In ricordo e in onore di Guido Galli, a 45 anni dalla sua scomparsa
1. Una breve premessa[1]
Sono passati 45 anni dall’omicidio di Guido Galli (19 marzo 1980), ucciso a Milano da Prima Linea davanti ad un’aula della Università Statale di Milano dove stava per tenere una lezione ai suoi studenti.
Nonostante il tempo trascorso, non mi stanco di parlare e scrivere di Guido, come di Emilio Alessandrini e di altre vittime del terrorismo e della mafia.
Non è un rituale, perché lo faccio allora?
Non solo per tutto ciò che mi legava a loro, ma anche perché conoscere il passato serve per l’oggi e per il futuro di tutti, specie nel contesto storico e sociale in cui viviamo ed in cui sono tanti i giovani magistrati ed i giovani avvocati che nulla conoscono delle storie di Guido ed Emilio: qualcuno pensa, addirittura, che siano morti sopraffatti dal lavoro, mentre il lavoro dava loro spinta ed energia.
Talvolta mi chiedo, però, cosa oggi Guido Galli – parlo soprattutto di lui in questo ricordo – penserebbe e scriverebbe a proposito di tanti temi che impegnano la giustizia e la nostra società: ad es., l’immigrazione e la xenofobia che gli interventi legislativi in quel campo ormai scatenano da quasi vent’anni, le riforme nel settore della giustizia che mettono a rischio l’equilibrio tra i poteri dello Stato ed i diritti fondamentali dei cittadini così come i mutamenti costituzionali in cantiere per garantire la governabilità o, infine, la strumentalizzazione della sicurezza per giustificare leggi e progetti di legge di stampo populistico.
Ma, pur così legato al suo insegnamento, è chiaro che non posso parlare come se fossi la sua voce. Ripetendo magari cose già scritte, preferisco allora raccontare fatti e storia della sua vita, non solo professionale: chiunque potrà così maturare la sua opinione su come Guido Galli si orienterebbe e parlerebbe nei tempi che stiamo vivendo. Parlare di Guido e descrivere il suo essere stato magistrato e uomo serviranno infatti ad orientarci autonomamente nella confusione e nella nebbia che ci circondano. O almeno è questo che mi auguro.

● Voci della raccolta
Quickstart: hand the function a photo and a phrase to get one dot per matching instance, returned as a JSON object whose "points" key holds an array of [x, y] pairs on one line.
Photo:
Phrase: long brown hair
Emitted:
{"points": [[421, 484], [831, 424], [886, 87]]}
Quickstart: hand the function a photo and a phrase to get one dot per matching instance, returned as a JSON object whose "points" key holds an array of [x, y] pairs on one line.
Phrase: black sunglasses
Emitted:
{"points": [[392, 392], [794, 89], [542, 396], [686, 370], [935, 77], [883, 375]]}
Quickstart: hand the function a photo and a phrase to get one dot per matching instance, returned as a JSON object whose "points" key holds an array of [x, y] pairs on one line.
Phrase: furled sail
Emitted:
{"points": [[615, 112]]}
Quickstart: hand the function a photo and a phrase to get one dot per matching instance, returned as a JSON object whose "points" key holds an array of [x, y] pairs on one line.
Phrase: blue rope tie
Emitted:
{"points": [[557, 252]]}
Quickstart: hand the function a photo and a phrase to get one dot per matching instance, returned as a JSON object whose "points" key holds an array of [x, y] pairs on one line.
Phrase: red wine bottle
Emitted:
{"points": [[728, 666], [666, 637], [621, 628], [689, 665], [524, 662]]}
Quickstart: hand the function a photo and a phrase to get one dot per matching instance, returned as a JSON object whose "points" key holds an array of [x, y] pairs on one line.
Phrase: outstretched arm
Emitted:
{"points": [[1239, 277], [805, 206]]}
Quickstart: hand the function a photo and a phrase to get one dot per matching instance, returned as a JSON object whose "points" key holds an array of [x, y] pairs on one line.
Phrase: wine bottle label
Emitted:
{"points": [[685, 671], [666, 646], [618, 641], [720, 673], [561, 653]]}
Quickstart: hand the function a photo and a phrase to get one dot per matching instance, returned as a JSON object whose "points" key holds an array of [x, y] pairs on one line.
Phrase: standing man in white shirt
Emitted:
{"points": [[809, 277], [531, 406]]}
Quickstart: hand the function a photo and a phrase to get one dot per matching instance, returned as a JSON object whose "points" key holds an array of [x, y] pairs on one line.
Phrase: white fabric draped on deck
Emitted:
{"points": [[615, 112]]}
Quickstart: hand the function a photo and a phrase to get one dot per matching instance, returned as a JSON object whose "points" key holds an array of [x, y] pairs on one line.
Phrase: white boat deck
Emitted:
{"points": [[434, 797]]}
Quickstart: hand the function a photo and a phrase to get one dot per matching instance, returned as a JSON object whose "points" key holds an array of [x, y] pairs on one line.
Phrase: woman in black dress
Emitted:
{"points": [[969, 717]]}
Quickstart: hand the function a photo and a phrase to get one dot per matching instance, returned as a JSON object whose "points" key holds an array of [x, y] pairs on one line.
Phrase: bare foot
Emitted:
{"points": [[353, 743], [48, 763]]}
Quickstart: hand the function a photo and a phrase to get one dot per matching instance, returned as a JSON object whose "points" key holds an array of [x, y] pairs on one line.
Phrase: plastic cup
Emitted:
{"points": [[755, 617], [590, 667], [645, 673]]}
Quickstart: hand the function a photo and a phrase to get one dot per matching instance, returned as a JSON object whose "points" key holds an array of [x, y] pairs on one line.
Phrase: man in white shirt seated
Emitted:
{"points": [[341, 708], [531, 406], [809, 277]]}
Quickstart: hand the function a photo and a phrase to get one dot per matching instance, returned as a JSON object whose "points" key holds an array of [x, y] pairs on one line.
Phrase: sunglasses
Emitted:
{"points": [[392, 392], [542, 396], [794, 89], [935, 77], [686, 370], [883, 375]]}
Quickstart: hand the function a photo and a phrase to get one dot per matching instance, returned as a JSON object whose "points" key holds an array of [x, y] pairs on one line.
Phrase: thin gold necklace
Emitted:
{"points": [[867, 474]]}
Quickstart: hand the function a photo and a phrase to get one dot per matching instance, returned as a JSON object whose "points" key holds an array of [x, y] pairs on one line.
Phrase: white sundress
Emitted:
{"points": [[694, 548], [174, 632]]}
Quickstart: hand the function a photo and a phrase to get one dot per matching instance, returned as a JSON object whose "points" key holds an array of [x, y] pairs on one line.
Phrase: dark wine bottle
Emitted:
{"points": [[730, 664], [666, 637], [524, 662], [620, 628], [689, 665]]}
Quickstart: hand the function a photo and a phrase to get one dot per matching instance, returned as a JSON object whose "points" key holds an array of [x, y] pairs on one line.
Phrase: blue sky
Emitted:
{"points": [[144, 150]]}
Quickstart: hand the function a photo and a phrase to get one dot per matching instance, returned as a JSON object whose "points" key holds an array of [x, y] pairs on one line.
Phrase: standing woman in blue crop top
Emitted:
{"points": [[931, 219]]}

● Istruzioni
A - Secondo il brano in ricordo di Guido Galli, in che data fu ucciso?
B - Riprendi il brano in ricordo di Guido Galli e prosegui dopo la sua ultima frase.
Le righe non servono per svolgere i compiti.

● Risposte
A - Il 19 marzo 1980.

B -
Guido amava il suo lavoro senza autocelebrazioni: si impegnava serenamente senza mai chiedersi se ciò avrebbe giovato alla sua carriera, senza aspirare al cangiante consenso delle piazze, senza denunciare isolamenti e ostacoli (come talvolta avrebbe potuto fare). Galli voleva capire prima di decidere, studiando le ragioni che muovevano terroristi e criminali di ogni tipo, impugnando il codice come una bandiera, quel codice che aveva anche in mano quando ci ha lasciato.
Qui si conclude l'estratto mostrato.